DATA RECORDS:
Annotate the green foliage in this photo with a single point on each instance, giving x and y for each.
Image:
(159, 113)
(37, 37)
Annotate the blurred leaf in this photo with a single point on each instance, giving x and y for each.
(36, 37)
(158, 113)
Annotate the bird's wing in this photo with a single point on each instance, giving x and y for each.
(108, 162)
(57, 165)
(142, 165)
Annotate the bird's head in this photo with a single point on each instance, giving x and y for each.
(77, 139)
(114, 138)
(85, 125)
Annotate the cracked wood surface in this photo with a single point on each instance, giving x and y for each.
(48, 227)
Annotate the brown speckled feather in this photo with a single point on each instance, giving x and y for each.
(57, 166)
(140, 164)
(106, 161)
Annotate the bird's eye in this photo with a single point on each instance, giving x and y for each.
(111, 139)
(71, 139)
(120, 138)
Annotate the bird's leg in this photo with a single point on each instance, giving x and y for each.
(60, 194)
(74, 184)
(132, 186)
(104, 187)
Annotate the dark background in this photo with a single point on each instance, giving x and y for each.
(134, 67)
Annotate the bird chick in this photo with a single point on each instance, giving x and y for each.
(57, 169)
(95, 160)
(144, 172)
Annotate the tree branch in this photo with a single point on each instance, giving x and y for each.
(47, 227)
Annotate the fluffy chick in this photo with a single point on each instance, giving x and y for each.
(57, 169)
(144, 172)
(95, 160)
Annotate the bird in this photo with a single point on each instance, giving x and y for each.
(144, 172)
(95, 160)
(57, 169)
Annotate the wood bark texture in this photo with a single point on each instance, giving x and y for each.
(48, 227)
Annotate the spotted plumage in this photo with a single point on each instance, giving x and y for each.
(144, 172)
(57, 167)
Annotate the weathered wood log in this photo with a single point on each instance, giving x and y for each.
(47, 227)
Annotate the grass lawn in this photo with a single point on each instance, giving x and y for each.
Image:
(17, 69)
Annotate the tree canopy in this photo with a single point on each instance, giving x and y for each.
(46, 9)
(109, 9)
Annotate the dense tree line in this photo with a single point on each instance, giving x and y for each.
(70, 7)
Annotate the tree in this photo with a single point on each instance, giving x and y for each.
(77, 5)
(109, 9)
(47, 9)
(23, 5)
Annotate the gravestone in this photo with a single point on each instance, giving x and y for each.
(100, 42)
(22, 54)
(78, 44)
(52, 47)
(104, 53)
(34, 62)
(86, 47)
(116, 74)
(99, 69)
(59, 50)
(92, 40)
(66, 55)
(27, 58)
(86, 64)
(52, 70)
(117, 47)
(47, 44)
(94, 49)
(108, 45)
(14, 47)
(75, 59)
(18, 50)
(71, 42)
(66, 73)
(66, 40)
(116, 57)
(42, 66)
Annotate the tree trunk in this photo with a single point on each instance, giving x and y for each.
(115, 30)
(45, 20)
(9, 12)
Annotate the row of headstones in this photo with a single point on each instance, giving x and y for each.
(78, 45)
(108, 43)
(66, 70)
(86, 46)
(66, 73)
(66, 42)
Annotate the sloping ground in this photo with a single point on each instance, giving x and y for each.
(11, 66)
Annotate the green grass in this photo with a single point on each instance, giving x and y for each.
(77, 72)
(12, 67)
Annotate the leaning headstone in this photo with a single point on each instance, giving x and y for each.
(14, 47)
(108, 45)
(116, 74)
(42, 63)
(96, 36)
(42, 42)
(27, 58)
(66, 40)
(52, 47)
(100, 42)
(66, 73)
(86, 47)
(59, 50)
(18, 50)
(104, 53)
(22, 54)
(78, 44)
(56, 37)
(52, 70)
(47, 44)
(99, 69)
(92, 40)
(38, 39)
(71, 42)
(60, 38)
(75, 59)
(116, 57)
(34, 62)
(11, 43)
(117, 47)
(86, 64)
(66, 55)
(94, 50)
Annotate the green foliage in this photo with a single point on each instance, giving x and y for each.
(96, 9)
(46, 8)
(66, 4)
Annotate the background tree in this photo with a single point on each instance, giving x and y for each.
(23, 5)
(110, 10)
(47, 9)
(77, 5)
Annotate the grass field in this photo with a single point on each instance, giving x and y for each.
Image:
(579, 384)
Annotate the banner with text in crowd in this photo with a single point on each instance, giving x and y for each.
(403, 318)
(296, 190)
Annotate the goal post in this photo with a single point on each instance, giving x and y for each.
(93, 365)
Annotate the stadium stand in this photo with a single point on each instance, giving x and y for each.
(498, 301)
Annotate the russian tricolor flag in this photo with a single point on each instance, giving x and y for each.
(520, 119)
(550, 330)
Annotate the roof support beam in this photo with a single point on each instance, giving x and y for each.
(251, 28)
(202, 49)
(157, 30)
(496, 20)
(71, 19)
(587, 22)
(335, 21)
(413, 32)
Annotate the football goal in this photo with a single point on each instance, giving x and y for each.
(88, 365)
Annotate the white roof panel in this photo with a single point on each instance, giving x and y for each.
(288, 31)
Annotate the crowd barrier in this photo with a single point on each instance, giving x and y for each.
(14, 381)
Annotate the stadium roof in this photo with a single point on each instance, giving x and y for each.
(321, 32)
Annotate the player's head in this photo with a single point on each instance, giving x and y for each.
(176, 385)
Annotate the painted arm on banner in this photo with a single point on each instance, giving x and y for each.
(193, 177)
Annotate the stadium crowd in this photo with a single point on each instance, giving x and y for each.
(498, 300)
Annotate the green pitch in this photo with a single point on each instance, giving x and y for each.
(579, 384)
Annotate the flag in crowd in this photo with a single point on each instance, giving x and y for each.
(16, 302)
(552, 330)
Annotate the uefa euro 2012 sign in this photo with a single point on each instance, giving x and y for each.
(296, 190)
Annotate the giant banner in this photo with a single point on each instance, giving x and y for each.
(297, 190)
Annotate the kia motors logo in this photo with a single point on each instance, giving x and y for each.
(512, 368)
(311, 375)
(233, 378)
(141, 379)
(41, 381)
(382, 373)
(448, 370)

EXERCISE AIM:
Reproduce the full listing above, character for character.

OUTPUT:
Annotate the green foliage in this photo with a single point on each instance, giving x and y for each.
Image:
(159, 113)
(37, 37)
Annotate the blurred leaf in this photo with a single point on each instance, giving x and y for each.
(36, 37)
(158, 113)
Annotate the bird's wing in this photo with a single point on each instance, giving x and y for each.
(108, 162)
(57, 165)
(142, 165)
Annotate the bird's head in this photo with a single point on each instance, giving x and y for each.
(77, 139)
(114, 138)
(85, 125)
Annotate the cracked wood surface in this photo with a single point on each instance, giving x and y for each.
(48, 227)
Annotate the brown speckled feather in this photo with a single point on each instance, giving x and y for each.
(57, 166)
(140, 164)
(106, 161)
Annotate the bird's eye in this photo with a single point on each instance, giving x and y for each.
(111, 139)
(71, 139)
(120, 138)
Annotate the bird's leg in this photo with a single point on each instance, giving x and y for each.
(60, 194)
(74, 184)
(132, 186)
(104, 187)
Annotate the dark background in this photo with a single point on each instance, giving x and y for each.
(134, 67)
Annotate the bird chick in this photo with a single point on each instance, giving x and y for each.
(57, 169)
(95, 160)
(144, 172)
Annotate the tree branch in this photo with a single point on each instance, giving x and y for each.
(47, 227)
Annotate the fluffy chick in this photo with a single point on each instance, giving x and y for each.
(57, 169)
(144, 172)
(95, 160)
Annotate the bird in this photo with a single point on each instance, giving x and y for each.
(144, 172)
(95, 160)
(57, 169)
Annotate the wood bark texture in this photo with a single point on each instance, giving x and y for each.
(48, 227)
Annotate the spotted plumage in this photo with a single point on each instance, giving x and y for each.
(144, 172)
(57, 167)
Annotate the weathered wood log in this photo with a single point on each instance, giving x and y for each.
(47, 227)
Annotate the grass lawn in this photo with a single point on each instance, giving x and y for each.
Image:
(17, 69)
Annotate the tree canopy in this photo with a single point on each instance, giving x and y for each.
(46, 9)
(109, 9)
Annotate the dense tree line in this photo with a single point on each instance, giving x and y for each.
(70, 7)
Annotate the tree in this photo with a single point on each instance, giving x and y for each.
(77, 5)
(109, 9)
(47, 9)
(23, 5)
Annotate the gravestone in this photo with a single point on each instance, giving x and y for each.
(100, 42)
(22, 54)
(78, 44)
(52, 47)
(104, 53)
(34, 62)
(86, 47)
(116, 74)
(99, 69)
(59, 50)
(92, 40)
(66, 55)
(27, 58)
(86, 64)
(52, 70)
(117, 47)
(47, 44)
(94, 49)
(108, 45)
(14, 47)
(75, 59)
(18, 50)
(71, 42)
(66, 73)
(66, 40)
(116, 57)
(42, 66)
Annotate the tree trunk in this photo with a single point on each instance, giving x and y for each.
(115, 30)
(45, 20)
(9, 12)
Annotate the row of headstones in this photo with a single point on each instance, giving x and y for each.
(78, 45)
(108, 43)
(66, 70)
(86, 46)
(66, 73)
(66, 42)
Annotate the sloping ground in this photo with a single point on each instance, giving x and y for each.
(11, 66)
Annotate the green grass in this photo with a single point on each instance, giving x and y for each.
(77, 72)
(12, 67)
Annotate the leaning headstone in this photo with a single point on each instance, giving x and y for each.
(14, 47)
(108, 45)
(116, 74)
(42, 63)
(96, 36)
(42, 42)
(27, 58)
(66, 40)
(52, 47)
(100, 42)
(66, 73)
(86, 47)
(59, 50)
(18, 50)
(104, 53)
(22, 54)
(78, 44)
(56, 37)
(52, 70)
(47, 44)
(99, 69)
(92, 40)
(38, 39)
(71, 42)
(60, 38)
(75, 59)
(116, 57)
(34, 62)
(11, 43)
(117, 47)
(86, 64)
(66, 55)
(94, 50)
Annotate the green foliage in this photo with a single point on each instance, giving x and y for each.
(96, 9)
(46, 8)
(66, 4)
Annotate the background tree in this photo with a single point on each instance, giving x and y for each.
(23, 5)
(110, 10)
(47, 9)
(77, 5)
Annotate the grass field in this photo with a single point on each instance, giving x and y for each.
Image:
(579, 384)
Annotate the banner with text in crowd in this photo with a single point on each instance, giving x and y for each.
(403, 318)
(296, 190)
Annotate the goal post in this photo with a single point on each instance, giving x and y for each.
(93, 365)
Annotate the stadium stand in this photo with a single point on each instance, giving x and y for each.
(498, 301)
Annotate the russian tricolor flag in this photo with a single point on each instance, giving x and y for each.
(520, 119)
(550, 330)
Annotate the roof support beam in this photo with a single point on each instance, giving x and y for each.
(251, 28)
(202, 49)
(157, 30)
(496, 20)
(71, 19)
(587, 22)
(335, 21)
(413, 32)
Annotate the football goal in this photo with a single point on each instance, giving x and y for each.
(88, 365)
Annotate the white roof panel in this photo with a single point on each instance, giving x and y for each.
(288, 31)
Annotate the crowd barrier in this photo with a single point on each instance, giving x and y for each.
(14, 381)
Annotate the stadium roof in this photo with a single point on each instance, giving x and y for each.
(321, 32)
Annotate the player's head in this photo with a single point on each instance, giving x and y for each.
(176, 385)
Annotate the painted arm on banner in this photo with a single point on each instance, giving x and y for each.
(193, 177)
Annotate the stadium crowd in this photo with a single point on each instance, giving x and y for each.
(498, 300)
Annotate the green pitch in this photo with a single point on each instance, giving x and y for each.
(579, 384)
Annotate the flag in crowd in this photo with a single point on each instance, giving x and y for each.
(16, 302)
(552, 330)
Annotate the uefa euro 2012 sign in this photo with a single point on each instance, giving x and y for each.
(296, 190)
Annotate the giant banner in this photo with a single point on each instance, giving x and y for each.
(297, 190)
Annotate the kia motors logo in this photo with a single point on each instance, giving x and y for each.
(512, 368)
(311, 375)
(233, 378)
(141, 379)
(41, 381)
(382, 373)
(448, 370)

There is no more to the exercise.